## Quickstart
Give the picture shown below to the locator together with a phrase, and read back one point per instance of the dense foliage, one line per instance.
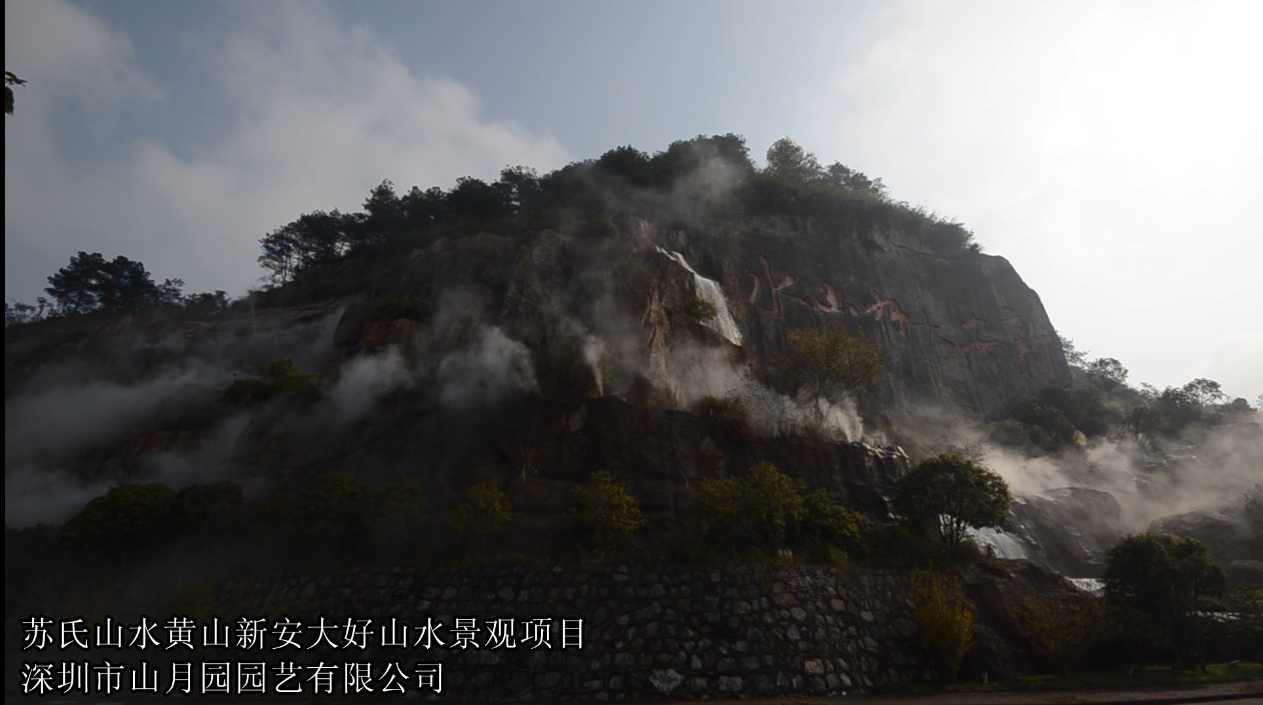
(771, 511)
(606, 511)
(827, 363)
(946, 623)
(947, 494)
(1156, 584)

▶ OBJECTIVE
Turn all of the material above into a numbered list with no blank lines, and leave the picture out of your answer.

▶ RESULT
1. ## Quickstart
2. Give the picture shown below to the locator together with a phrase, and read back one point per instance of the dense foliage, one line per instance.
3. (771, 511)
4. (606, 511)
5. (827, 363)
6. (946, 623)
7. (947, 494)
8. (1156, 584)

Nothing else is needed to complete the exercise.